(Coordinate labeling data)
# # # # # # #

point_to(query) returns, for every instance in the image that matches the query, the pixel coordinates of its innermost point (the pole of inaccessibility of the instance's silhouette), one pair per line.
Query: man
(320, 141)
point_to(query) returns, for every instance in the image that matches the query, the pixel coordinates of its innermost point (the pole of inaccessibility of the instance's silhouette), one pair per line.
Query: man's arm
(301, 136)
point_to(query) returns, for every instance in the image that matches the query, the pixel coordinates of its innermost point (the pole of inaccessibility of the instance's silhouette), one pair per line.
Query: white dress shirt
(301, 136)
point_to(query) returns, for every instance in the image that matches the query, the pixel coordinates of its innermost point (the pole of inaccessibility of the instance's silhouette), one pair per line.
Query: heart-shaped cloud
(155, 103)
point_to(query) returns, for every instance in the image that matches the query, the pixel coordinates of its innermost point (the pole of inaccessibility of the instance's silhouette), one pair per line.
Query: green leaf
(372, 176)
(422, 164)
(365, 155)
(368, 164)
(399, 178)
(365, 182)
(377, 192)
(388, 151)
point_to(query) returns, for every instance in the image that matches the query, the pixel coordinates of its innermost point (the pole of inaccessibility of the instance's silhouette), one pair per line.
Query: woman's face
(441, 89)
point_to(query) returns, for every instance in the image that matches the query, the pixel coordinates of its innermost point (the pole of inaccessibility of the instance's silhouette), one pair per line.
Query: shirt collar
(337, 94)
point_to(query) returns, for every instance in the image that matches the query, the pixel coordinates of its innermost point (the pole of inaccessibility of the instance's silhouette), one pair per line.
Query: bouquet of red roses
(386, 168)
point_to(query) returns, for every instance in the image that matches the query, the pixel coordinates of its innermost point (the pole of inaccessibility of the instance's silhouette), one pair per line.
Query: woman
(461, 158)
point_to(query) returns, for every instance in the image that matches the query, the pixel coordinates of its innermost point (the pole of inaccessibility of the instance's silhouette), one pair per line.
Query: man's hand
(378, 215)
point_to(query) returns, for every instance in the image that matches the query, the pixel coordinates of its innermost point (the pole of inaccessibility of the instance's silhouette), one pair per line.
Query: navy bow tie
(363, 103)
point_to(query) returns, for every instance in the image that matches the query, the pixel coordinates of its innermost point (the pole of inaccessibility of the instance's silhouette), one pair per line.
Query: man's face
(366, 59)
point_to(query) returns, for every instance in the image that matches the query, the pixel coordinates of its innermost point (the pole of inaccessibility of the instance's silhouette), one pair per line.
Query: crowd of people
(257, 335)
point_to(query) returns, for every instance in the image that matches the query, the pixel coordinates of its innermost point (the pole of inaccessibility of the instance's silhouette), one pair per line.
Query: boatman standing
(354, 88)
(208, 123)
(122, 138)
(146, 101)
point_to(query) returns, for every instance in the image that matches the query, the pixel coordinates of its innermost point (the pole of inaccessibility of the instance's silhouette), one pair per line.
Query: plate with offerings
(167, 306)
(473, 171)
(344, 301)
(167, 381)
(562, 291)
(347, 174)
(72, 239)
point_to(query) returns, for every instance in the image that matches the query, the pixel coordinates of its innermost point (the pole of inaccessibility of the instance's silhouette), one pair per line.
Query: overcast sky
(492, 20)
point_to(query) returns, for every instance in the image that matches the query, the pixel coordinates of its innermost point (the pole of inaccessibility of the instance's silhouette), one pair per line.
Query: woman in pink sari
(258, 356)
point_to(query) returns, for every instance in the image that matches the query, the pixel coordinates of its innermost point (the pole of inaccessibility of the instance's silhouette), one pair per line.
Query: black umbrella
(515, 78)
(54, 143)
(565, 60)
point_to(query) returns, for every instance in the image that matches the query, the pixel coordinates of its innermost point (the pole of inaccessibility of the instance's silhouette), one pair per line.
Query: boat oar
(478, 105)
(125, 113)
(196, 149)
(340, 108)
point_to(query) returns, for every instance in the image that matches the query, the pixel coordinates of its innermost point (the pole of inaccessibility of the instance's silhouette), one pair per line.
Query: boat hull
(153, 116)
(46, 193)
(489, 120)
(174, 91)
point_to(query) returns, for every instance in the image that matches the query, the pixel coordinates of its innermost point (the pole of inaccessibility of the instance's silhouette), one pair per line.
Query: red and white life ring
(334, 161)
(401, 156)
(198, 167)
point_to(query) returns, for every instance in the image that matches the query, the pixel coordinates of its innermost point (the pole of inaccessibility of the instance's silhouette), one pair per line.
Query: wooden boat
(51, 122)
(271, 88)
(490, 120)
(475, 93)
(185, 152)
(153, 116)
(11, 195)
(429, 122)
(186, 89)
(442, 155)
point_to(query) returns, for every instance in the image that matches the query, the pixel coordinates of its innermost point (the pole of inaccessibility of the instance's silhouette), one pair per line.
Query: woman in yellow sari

# # # # # # #

== PROBLEM REQUIREMENTS ==
The entries above must be returned exactly.

== SOLUTION ==
point_to(query) returns, for every instance in the image that matches the query, the pixel coordinates of its innermost point (the pole of inaccessibility of the instance's silhouette), one pair per line.
Query: man
(320, 141)
point_to(query) returns, for every instance in the image that matches the query, the pixel coordinates of its innermost point (the pole of inaccessibility of the instance's silhouette), one pair per line.
Query: man's arm
(301, 136)
point_to(query) returns, for every instance in the image that matches the query, the pixel coordinates of its innermost point (the pole of inaccessibility of the instance's silhouette), one pair per line.
Query: white dress shirt
(301, 136)
point_to(query) returns, for every instance in the image that matches the query, the pixel coordinates of its innermost point (the pole of inaccessibility of the instance's silhouette), one pair per line.
Query: heart-shaped cloud
(155, 103)
point_to(query) returns, for every instance in the image that matches the query, the pixel coordinates of its innermost point (the pole of inaccessibility of the instance's silhouette), one pair per line.
Query: green leaf
(372, 176)
(422, 164)
(365, 155)
(368, 164)
(399, 178)
(365, 182)
(377, 192)
(388, 151)
point_to(query) returns, for every instance in the image that matches the query, the pixel coordinates of its innermost point (the pole of inaccessibility of the instance's silhouette), one pair per line.
Query: woman's face
(441, 89)
point_to(query) returns, for every instance in the image that matches the query, the pixel coordinates of its innermost point (the pole of inaccessibility of the instance's silhouette), one pair per line.
Query: shirt collar
(337, 94)
point_to(query) returns, for every instance in the image that matches the query, the pixel coordinates of its innermost point (the pole of inaccessibility of the instance's silhouette), one pair per line.
Query: bouquet of red roses
(386, 168)
point_to(query) returns, for every instance in the image that matches the query, the pixel coordinates of its innermost point (the pole of inaccessibility of the instance's silhouette), one pair per line.
Query: woman
(461, 158)
point_to(query) returns, for every instance in the image that matches the query, the pixel coordinates of its innermost point (the pole of inaccessibility of the instance's silhouette), one pair per line.
Query: man's hand
(378, 215)
point_to(query) returns, for every instance in the image that matches the query, the pixel coordinates of its innermost point (the pole of inaccessibility of the instance's silhouette), one pair per line.
Query: navy bow tie
(363, 103)
point_to(query) returns, for every instance in the image that matches the query, the pixel coordinates of its innermost point (the pole of inaccessibility of the instance's silhouette), one pair per line.
Query: man's face
(366, 59)
point_to(query) returns, for every instance in the image that matches the query, the pixel coordinates of its innermost point (the pole of inaccessibility of the instance's silhouette), one pair per line.
Query: crowd of people
(257, 335)
point_to(query) returns, for every instance in the image that matches the query, the pixel coordinates of its innermost point (the pole of inaccessibility of the instance's silhouette), one pair per line.
Query: boatman standing
(354, 88)
(208, 123)
(122, 138)
(146, 101)
point_to(query) returns, for every instance in the image that matches the query, the pixel coordinates of its innermost point (the pole of inaccessibility of the instance's silhouette), one pair per line.
Query: plate with offerings
(167, 306)
(473, 171)
(344, 301)
(167, 381)
(562, 291)
(347, 174)
(72, 239)
point_to(query) returns, for every instance in the image that matches the query, the pixel coordinates of its innermost point (the pole of inaccessibility of the instance's silhouette), one pair per line.
Query: overcast sky
(492, 20)
point_to(query) returns, for every instance in the image that matches the query, the pixel coordinates of its innermost point (the pole of inaccessibility of the instance's silhouette), one pair per line.
Query: woman in pink sari
(258, 356)
point_to(query) returns, for every instance in the image that matches the query, the pixel coordinates of its innermost point (the pole of inaccessibility of the instance's silhouette), one pair per line.
Query: black umbrella
(515, 78)
(54, 143)
(565, 60)
point_to(query) returns, for every instance in the image that matches the query, the pixel coordinates of its innermost point (the pole of inaccessibility of the instance's silhouette), one pair per line.
Query: boat oar
(478, 105)
(125, 113)
(196, 149)
(340, 108)
point_to(query) returns, for every instance in the image that matches the query, the pixel coordinates of its innermost point (the pole of inaccessibility of the instance's silhouette), one pair per line.
Query: boat hull
(153, 116)
(46, 193)
(489, 120)
(174, 91)
point_to(query) returns, for every instance in the image that matches the query, the pixel coordinates of its innermost point (the pole of inaccessibility of the instance's silhouette), one pair per line.
Query: red and white life ring
(334, 161)
(401, 156)
(198, 167)
point_to(query) returns, for every instance in the image that matches the query, the pixel coordinates of its innermost point (the pole of inaccessibility of the instance's silhouette), one pair per line.
Query: wooden boat
(51, 122)
(271, 88)
(490, 120)
(475, 93)
(185, 152)
(153, 116)
(11, 195)
(429, 122)
(186, 89)
(442, 155)
point_to(query) returns, for every instance in the image that matches the query, the pixel coordinates of its innermost point (the pole of inaccessibility of the instance's silhouette), one pair per line.
Query: woman in yellow sari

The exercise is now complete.